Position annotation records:

# # #

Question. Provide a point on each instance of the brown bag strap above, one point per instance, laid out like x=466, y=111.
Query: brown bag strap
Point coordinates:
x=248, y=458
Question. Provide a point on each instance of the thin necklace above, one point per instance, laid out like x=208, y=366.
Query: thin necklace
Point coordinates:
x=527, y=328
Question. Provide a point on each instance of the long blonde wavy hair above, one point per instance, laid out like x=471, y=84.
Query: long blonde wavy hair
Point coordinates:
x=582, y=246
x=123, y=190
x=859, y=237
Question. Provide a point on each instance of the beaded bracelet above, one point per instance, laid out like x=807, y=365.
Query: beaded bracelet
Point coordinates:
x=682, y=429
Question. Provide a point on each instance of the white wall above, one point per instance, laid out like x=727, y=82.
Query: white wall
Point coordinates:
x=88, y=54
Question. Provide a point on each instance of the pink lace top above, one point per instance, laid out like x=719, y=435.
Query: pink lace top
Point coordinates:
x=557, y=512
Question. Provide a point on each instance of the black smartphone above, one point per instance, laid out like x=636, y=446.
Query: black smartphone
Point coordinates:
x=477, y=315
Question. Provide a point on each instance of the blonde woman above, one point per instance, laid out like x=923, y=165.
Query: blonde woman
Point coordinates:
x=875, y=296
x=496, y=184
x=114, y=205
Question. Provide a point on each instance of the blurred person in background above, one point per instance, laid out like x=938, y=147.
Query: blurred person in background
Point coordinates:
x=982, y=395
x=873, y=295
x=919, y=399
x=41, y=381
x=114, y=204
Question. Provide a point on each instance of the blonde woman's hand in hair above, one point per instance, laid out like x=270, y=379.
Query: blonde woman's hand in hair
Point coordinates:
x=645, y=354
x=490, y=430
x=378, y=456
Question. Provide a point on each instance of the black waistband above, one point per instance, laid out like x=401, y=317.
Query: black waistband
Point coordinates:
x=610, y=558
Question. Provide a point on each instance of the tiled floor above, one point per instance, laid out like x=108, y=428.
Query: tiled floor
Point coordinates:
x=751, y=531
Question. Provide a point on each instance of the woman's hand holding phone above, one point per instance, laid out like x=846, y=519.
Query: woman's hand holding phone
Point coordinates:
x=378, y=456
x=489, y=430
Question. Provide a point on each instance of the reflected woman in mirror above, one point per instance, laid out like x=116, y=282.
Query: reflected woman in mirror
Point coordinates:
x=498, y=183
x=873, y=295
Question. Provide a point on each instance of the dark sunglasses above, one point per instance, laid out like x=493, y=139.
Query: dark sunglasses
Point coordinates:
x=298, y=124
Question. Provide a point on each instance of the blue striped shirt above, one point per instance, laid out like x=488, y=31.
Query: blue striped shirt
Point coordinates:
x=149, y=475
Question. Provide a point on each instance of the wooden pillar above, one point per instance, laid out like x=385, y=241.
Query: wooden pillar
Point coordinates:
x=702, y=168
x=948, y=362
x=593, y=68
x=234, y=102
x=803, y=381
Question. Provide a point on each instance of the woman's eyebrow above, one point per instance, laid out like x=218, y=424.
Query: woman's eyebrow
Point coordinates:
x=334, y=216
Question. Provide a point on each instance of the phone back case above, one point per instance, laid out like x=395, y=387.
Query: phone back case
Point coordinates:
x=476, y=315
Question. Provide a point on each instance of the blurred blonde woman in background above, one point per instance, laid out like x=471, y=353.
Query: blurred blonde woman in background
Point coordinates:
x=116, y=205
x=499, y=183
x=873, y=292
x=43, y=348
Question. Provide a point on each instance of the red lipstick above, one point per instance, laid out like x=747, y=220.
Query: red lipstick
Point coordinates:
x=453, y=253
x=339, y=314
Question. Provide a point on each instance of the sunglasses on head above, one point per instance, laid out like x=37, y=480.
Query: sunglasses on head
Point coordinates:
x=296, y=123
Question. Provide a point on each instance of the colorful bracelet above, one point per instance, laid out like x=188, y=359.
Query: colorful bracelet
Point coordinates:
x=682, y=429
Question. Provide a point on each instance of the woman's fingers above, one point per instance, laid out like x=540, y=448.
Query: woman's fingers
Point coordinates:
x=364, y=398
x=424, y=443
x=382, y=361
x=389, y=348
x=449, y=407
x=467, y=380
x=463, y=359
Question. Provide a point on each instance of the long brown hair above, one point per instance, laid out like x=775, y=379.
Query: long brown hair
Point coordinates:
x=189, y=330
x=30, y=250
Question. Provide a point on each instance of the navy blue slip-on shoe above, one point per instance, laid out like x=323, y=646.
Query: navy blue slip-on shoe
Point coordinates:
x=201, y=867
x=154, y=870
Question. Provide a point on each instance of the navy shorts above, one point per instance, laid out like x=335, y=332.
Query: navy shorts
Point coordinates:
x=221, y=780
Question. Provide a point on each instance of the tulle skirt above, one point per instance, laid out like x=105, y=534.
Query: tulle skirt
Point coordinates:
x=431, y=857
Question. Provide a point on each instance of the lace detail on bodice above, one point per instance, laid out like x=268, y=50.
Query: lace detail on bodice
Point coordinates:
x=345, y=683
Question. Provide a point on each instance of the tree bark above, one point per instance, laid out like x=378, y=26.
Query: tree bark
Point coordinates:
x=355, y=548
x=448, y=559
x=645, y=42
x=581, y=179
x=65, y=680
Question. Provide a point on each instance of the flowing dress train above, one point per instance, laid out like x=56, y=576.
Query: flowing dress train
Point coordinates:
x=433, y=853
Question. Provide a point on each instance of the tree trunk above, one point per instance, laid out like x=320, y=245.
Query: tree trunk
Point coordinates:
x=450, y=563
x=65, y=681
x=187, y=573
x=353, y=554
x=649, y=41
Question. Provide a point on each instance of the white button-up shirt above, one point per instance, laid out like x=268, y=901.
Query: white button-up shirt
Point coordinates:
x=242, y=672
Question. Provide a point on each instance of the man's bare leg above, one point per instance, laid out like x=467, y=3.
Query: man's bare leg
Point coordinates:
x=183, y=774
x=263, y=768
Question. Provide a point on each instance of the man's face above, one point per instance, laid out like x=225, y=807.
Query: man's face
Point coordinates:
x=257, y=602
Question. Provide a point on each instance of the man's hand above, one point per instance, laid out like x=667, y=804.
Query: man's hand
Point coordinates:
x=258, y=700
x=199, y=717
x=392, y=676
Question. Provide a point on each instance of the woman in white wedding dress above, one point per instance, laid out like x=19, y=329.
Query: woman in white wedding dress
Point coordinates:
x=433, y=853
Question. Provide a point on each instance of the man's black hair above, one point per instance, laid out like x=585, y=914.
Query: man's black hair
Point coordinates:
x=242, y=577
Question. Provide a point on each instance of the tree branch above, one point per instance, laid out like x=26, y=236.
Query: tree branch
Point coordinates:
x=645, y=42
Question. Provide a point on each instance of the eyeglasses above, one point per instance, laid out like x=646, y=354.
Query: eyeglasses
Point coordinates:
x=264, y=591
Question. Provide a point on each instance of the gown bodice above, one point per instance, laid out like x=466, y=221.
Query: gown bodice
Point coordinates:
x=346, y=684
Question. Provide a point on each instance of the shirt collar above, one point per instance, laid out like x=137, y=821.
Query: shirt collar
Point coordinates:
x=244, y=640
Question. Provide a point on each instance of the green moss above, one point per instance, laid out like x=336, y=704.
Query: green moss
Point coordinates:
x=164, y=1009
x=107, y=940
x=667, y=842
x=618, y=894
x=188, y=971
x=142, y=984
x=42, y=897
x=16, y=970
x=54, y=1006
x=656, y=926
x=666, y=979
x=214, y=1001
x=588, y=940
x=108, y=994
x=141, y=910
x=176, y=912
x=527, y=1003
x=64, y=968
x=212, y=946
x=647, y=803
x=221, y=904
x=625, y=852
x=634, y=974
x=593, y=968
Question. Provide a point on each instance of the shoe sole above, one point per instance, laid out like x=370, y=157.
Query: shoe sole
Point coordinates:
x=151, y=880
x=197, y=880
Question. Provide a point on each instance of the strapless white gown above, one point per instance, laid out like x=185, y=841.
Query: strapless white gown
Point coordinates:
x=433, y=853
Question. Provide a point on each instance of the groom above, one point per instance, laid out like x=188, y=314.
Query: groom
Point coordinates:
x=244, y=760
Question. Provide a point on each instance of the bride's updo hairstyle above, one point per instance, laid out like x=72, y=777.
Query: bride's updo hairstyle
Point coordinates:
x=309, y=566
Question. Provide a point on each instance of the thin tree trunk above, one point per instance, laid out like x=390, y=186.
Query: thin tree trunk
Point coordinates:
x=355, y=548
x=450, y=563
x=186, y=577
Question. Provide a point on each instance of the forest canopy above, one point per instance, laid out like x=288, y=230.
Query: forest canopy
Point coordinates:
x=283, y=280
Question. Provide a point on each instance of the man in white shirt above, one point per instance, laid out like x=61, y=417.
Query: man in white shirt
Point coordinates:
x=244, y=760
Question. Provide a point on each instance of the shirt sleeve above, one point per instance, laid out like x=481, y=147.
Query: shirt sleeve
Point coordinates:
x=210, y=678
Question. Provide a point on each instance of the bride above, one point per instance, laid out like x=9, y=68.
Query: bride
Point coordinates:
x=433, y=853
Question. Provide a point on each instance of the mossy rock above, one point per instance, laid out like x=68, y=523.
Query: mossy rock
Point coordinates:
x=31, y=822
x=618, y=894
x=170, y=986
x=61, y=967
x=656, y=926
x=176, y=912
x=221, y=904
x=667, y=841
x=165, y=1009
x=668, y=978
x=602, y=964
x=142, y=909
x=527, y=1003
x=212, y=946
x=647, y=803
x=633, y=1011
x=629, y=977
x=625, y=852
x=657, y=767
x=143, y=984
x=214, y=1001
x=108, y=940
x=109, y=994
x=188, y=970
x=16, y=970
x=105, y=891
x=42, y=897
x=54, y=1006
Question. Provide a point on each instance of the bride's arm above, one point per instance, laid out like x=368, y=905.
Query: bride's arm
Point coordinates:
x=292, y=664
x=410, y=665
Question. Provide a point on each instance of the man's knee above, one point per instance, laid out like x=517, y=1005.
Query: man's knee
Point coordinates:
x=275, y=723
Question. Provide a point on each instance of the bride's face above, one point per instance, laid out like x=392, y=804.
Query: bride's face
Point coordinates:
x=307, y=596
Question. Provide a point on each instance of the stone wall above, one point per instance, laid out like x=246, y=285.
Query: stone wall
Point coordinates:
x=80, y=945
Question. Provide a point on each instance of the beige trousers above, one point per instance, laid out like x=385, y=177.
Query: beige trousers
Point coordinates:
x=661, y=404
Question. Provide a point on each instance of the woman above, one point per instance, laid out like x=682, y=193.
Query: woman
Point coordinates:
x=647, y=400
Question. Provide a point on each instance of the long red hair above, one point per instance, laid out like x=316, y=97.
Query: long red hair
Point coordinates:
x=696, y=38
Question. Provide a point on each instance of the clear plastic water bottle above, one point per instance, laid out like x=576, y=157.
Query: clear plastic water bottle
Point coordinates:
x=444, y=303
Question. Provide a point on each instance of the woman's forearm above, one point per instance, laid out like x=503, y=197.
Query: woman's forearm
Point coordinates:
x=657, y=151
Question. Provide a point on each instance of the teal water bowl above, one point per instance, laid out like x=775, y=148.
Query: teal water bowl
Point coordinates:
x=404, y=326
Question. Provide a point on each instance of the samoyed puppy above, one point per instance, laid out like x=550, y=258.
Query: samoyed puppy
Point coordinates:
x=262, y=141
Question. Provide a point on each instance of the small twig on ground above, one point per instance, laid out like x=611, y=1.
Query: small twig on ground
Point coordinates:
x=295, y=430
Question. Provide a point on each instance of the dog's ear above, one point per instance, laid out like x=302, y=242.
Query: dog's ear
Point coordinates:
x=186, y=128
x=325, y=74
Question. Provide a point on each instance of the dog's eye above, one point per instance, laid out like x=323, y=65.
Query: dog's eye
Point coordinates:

# # #

▶ _Written exercise_
Copy out the lines exactly as they appear, starting at the line that contains "like x=401, y=317." and ending after the line that contains "x=489, y=430".

▶ _Task solution_
Question. Provide a point on each instance of the black waistband above, one point per instance, laid out like x=401, y=317.
Query: black waistband
Point coordinates:
x=610, y=558
Question. Provide a point on each instance of the tiled floor above, one point per instance, laid out like x=108, y=428.
Query: tiled floor
Point coordinates:
x=751, y=531
Question. Provide a point on each instance of the woman's hand holding phone above, one point per instance, laid out like x=846, y=519.
Query: woman's hand holding phone
Point coordinates:
x=378, y=456
x=489, y=430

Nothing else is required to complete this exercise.